| Short problem A |
Return the part of the hydrogen generator vessel text starting at "BACKGROUND OF THE" and ending at "energy generating process.", copied word for word.

## start Extract

Abstract:
An ocean-powered hydrogen generator system includes: a transportable ocean-going vessel, the vessel is movable to a location with ocean kinetic energy; a generator for converting ocean kinetic energy into electrical energy, the generator is movable on the vessel between a transport position and a generating position; a dissociator for using the electrical energy to dissociate ocean water into hydrogen and oxygen, the dissociator is located on the vessel and operatively connected to the generator; and a container for storing the generated hydrogen and oxygen on the vessel, the container is in fluid communication with the dissociator.

Description:
FIELD OF THE INVENTION 
     The invention is directed to a hydrogen generator vessel in which turbines may be raised and lowered from the vessel. 
     BACKGROUND OF THE INVENTION 
     The quest for renewable energy sources is on-going. The ocean is a potentially grand source of renewable energy. For example, massive ocean storms, such as typhoons and hurricanes, are a great source of energy, but there is a need for a safe method of capturing their energy. 
     One should not have to wait for one of these storms to make landfall before their energy can be harnessed, so a transportable device would be best to take advantage of the numerous storms that occur over the ocean. A transportable vessel could be moved to the storm and would not have to be anchored to the ocean&#39;s bottom, the anchoring process is expensive and complicates (e.g., increases cost) the energy generating process.

## end Extract
## start Exercise data

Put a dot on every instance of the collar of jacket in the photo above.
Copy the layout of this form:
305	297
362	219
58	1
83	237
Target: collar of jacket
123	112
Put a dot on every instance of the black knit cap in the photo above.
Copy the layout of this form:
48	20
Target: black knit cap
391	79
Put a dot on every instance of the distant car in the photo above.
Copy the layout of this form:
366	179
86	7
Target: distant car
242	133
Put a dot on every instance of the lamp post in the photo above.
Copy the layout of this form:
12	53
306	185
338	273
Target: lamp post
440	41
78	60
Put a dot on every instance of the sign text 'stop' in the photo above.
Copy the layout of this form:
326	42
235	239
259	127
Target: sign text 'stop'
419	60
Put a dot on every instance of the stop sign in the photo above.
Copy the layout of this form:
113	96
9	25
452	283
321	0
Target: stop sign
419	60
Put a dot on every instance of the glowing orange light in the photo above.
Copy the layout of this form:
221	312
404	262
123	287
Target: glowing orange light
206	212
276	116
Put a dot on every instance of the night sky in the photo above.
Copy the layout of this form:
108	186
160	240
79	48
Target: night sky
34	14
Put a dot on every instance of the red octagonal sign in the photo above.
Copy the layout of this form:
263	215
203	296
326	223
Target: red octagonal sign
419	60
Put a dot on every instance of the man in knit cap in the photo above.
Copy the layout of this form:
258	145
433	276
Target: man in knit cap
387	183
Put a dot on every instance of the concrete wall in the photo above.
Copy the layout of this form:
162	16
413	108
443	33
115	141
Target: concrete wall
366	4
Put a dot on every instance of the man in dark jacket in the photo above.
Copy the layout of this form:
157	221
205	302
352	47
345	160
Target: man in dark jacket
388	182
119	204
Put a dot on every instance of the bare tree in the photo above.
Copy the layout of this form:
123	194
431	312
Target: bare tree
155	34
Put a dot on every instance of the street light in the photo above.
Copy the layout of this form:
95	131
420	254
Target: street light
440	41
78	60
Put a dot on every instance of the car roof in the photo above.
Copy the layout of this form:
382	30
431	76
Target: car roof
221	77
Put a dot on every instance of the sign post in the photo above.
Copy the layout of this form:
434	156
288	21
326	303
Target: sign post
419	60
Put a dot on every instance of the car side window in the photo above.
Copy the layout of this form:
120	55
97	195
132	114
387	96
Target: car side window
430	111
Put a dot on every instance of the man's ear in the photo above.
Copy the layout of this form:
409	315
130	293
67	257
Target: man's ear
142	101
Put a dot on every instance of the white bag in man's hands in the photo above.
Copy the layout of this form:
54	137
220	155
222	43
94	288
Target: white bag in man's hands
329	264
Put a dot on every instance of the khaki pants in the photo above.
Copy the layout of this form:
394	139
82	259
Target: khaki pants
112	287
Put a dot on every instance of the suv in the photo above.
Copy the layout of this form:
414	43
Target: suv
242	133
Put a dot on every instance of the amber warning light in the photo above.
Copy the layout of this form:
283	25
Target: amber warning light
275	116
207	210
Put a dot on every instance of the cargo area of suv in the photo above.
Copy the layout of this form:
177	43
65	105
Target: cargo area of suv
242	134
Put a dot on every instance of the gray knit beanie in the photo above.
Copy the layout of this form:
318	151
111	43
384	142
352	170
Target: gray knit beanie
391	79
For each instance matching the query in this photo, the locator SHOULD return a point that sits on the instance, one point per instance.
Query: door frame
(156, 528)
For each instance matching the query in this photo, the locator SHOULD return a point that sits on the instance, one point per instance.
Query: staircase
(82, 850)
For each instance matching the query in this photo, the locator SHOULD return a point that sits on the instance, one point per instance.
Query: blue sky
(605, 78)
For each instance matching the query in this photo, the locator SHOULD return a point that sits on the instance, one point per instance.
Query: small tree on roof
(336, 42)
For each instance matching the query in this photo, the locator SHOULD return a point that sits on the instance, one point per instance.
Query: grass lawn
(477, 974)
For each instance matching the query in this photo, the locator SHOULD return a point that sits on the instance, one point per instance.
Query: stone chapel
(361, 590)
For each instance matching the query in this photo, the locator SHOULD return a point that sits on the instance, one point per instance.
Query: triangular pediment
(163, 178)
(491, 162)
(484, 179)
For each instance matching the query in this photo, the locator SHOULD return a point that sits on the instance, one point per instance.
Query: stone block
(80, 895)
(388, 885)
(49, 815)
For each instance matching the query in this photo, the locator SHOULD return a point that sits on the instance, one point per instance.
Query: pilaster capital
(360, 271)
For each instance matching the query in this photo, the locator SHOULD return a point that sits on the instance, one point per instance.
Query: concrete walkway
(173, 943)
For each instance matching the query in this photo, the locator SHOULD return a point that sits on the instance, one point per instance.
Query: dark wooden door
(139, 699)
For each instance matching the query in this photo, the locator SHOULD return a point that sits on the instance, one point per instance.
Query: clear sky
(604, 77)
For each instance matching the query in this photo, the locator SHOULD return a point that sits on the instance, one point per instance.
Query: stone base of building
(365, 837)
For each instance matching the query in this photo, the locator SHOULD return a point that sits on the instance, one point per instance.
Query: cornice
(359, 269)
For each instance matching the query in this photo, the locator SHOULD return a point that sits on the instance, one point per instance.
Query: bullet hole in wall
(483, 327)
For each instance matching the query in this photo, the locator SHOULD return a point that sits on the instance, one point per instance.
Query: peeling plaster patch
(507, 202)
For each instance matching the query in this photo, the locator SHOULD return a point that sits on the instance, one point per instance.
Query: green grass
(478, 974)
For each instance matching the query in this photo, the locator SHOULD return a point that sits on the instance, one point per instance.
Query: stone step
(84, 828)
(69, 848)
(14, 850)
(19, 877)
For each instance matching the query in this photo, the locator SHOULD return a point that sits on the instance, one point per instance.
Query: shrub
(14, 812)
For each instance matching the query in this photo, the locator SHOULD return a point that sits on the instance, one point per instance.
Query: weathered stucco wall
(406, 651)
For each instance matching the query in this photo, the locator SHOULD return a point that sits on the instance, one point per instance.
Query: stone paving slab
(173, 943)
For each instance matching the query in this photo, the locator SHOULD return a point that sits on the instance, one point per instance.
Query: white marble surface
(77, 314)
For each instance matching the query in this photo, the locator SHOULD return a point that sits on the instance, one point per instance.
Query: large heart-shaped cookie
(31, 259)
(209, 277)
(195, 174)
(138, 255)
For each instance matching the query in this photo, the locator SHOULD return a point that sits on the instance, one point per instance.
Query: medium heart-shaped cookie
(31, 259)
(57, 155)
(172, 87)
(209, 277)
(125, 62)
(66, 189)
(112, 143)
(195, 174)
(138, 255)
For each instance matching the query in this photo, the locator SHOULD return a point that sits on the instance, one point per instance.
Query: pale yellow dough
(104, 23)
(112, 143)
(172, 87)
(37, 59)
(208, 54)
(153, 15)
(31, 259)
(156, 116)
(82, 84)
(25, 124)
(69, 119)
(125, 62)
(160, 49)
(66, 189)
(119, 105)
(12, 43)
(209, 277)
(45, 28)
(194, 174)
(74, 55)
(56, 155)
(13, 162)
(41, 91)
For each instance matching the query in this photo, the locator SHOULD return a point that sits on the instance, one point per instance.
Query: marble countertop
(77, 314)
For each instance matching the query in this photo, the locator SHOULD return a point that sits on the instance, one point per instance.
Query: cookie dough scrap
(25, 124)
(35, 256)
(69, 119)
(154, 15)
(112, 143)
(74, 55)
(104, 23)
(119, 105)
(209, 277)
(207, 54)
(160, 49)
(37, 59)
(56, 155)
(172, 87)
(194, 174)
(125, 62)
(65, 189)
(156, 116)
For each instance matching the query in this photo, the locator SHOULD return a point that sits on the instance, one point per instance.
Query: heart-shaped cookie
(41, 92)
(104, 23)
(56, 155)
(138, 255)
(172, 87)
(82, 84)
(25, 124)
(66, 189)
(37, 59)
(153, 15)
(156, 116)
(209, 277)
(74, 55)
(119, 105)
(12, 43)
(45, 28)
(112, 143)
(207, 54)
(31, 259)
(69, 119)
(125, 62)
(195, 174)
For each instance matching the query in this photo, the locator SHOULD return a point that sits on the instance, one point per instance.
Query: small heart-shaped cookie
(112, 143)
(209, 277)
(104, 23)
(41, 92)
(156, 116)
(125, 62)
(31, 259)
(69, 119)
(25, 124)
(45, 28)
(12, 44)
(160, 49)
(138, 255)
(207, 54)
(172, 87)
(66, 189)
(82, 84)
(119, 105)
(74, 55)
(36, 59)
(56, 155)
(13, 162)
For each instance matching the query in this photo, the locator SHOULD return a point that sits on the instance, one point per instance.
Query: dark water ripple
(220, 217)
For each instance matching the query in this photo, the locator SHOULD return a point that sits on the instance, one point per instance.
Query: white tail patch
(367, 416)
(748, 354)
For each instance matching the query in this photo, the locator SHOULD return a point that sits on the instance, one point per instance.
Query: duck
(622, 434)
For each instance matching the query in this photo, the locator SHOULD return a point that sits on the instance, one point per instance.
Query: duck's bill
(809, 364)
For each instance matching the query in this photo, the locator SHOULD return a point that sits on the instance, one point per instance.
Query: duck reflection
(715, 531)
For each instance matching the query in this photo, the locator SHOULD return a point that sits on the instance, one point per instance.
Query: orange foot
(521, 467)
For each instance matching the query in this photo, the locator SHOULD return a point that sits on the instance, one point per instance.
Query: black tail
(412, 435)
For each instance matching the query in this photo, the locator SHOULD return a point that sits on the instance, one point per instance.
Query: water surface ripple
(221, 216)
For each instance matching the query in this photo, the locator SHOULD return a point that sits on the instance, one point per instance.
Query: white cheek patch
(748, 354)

## end Exercise data

| Short problem B |
How many lines in the entries contain the string "warning"? Reply with the number alone.

| Complete response A |
BACKGROUND OF THE INVENTION 
     The quest for renewable energy sources is on-going. The ocean is a potentially grand source of renewable energy. For example, massive ocean storms, such as typhoons and hurricanes, are a great source of energy, but there is a need for a safe method of capturing their energy. 
     One should not have to wait for one of these storms to make landfall before their energy can be harnessed, so a transportable device would be best to take advantage of the numerous storms that occur over the ocean. A transportable vessel could be moved to the storm and would not have to be anchored to the ocean&#39;s bottom, the anchoring process is expensive and complicates (e.g., increases cost) the energy generating process.

| Complete response B |
2